-- Written request A --
In the abstract below, what is named as the main socio-economic resource of women in pastoralist communities in northern Benin?

━━━━━ Text passage ━━━━━

Professional Grouping as a Tool for Bridging Gender Gaps in Pastoralist Communities in Northern Benin

Georges Djohy1,2, Ange Honorat Edja2, Nikolaus Schareika3

1University of Parakou, School of Statistics, Planning and Demography, Benin
2University of Parakou, Dept. of Rural Economics and Sociology, Benin
3Georg-August-Universität Göttingen, Institute for Social and Cultural Anthropology, Germany


Abstract


Pastoralism faces major challenges that compromise its practice and drive actors into a vicious circle of vulnerability, marginality and poverty. Women in pastoralist communities in northern Benin have increasingly less access to cow's milk, their main socio-economic resource. Herd loss, large-scale migration and difficult livestock mobility make Fulani households more precarious and further weaken the socio-economic conditions of women.
This ethnographic study analysed how the advent of professional associations in this context helped Fulani women to influence gender power relations and (re)negotiate better access to resources. The study approach moved away from male-centred ideology, with the premise that a more processual analysis of the complexity of social relationships between men and women could enable better understanding of ideas and actions of Fulani women in various spheres of society, as they are embedded in greater diversity of socio-cultural and power relationships.

━━━━━

-- Written request B --
Reproduce every one of the rows that follow the abstract, word for word.

━━━━━ Given information ━━━━━

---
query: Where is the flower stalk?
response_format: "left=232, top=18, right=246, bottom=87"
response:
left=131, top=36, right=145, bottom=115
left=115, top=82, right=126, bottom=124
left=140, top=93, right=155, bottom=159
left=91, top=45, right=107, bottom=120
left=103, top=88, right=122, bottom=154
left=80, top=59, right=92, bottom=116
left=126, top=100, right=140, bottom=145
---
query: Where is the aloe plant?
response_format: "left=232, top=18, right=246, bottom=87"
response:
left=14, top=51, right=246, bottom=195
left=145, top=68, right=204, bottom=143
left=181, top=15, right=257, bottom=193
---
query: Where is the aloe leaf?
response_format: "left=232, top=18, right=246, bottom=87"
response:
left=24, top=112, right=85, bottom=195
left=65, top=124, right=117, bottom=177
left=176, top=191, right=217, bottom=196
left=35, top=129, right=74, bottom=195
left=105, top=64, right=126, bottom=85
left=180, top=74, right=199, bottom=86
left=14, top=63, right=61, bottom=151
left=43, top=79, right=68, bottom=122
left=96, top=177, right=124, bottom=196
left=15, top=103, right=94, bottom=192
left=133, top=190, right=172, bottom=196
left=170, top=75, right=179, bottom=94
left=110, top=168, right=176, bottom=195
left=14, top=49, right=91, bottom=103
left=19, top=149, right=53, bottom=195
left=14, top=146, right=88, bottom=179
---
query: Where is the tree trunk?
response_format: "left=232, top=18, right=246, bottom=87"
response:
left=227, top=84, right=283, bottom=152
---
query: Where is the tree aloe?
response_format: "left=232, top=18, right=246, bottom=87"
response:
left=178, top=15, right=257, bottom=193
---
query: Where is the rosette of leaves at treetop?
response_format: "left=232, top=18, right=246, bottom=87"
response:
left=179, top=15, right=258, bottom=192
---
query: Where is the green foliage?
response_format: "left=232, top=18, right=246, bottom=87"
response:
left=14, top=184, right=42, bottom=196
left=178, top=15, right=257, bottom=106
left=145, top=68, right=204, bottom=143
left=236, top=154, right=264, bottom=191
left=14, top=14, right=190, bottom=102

━━━━━

-- Final result A --
Cow's milk.

-- Final result B --
---
query: Where is the flower stalk?
response_format: "left=232, top=18, right=246, bottom=87"
response:
left=131, top=36, right=145, bottom=115
left=115, top=82, right=126, bottom=124
left=140, top=93, right=155, bottom=159
left=91, top=45, right=107, bottom=120
left=103, top=88, right=122, bottom=154
left=80, top=59, right=92, bottom=116
left=126, top=100, right=140, bottom=145
---
query: Where is the aloe plant?
response_format: "left=232, top=18, right=246, bottom=87"
response:
left=14, top=51, right=246, bottom=195
left=145, top=68, right=204, bottom=143
left=181, top=15, right=257, bottom=193
---
query: Where is the aloe leaf?
response_format: "left=232, top=18, right=246, bottom=87"
response:
left=24, top=112, right=85, bottom=195
left=65, top=124, right=117, bottom=177
left=176, top=191, right=217, bottom=196
left=35, top=129, right=74, bottom=195
left=105, top=64, right=126, bottom=85
left=180, top=74, right=199, bottom=86
left=14, top=63, right=61, bottom=151
left=43, top=79, right=68, bottom=122
left=96, top=177, right=124, bottom=196
left=15, top=103, right=94, bottom=192
left=133, top=190, right=172, bottom=196
left=170, top=75, right=179, bottom=94
left=110, top=168, right=176, bottom=195
left=14, top=49, right=91, bottom=103
left=19, top=149, right=53, bottom=195
left=14, top=146, right=88, bottom=179
---
query: Where is the tree trunk?
response_format: "left=232, top=18, right=246, bottom=87"
response:
left=227, top=84, right=283, bottom=152
---
query: Where is the tree aloe?
response_format: "left=232, top=18, right=246, bottom=87"
response:
left=178, top=15, right=257, bottom=193
---
query: Where is the rosette of leaves at treetop?
response_format: "left=232, top=18, right=246, bottom=87"
response:
left=179, top=15, right=258, bottom=192
---
query: Where is the green foliage?
response_format: "left=232, top=18, right=246, bottom=87"
response:
left=14, top=184, right=42, bottom=196
left=178, top=15, right=257, bottom=106
left=145, top=68, right=204, bottom=143
left=236, top=154, right=264, bottom=191
left=14, top=14, right=190, bottom=102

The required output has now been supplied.